Entries from a dataset
───

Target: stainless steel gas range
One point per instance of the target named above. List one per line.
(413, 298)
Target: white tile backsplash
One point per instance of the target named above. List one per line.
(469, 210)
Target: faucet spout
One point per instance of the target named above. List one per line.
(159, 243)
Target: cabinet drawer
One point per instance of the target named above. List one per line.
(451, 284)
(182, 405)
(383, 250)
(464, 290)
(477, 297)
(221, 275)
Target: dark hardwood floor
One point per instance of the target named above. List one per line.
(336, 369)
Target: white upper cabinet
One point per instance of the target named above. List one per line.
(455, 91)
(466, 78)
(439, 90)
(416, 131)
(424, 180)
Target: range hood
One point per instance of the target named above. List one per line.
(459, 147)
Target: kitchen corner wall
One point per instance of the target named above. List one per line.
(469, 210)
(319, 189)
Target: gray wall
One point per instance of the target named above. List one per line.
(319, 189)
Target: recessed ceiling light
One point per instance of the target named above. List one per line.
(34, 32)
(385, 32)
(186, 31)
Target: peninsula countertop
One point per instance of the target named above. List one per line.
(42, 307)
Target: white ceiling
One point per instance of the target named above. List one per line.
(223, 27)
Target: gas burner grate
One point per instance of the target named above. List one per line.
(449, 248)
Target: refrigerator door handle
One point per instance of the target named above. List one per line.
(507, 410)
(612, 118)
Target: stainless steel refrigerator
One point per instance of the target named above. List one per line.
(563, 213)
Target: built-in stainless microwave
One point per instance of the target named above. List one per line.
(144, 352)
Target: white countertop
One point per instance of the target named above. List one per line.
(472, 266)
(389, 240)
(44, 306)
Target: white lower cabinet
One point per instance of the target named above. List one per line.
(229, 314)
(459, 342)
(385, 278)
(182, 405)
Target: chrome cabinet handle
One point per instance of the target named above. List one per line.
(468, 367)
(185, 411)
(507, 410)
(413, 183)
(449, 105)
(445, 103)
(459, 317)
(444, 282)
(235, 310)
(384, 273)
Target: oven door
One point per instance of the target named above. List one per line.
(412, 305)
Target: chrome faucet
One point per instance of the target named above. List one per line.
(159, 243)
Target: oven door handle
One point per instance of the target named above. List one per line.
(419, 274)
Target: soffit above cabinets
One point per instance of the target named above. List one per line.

───

- **Your task**:
Copy the lines of the data above, starting with the line that contains "Target: white countertop" and continuing through the end of the data, both ends included.

- **Answer in full**:
Target: white countertop
One point per instance of the target named above. List one per line.
(472, 266)
(389, 240)
(44, 306)
Target: white lower cabinet
One point per instance of the target named above. List one per line.
(229, 314)
(459, 342)
(385, 278)
(182, 405)
Target: chrome cabinet handle
One point per instance of the target named above. List one per line.
(468, 367)
(185, 411)
(507, 410)
(413, 183)
(449, 105)
(445, 103)
(459, 317)
(444, 282)
(235, 310)
(384, 273)
Target: oven door
One point per instance of the target named above. List one per line.
(412, 305)
Target: chrome faucet
One point per instance of the target named above. List one per line.
(159, 243)
Target: oven door handle
One point per instance of the target named above. List one per line.
(419, 274)
Target: soffit above cabinets
One point per instance of the target named above. List one per line.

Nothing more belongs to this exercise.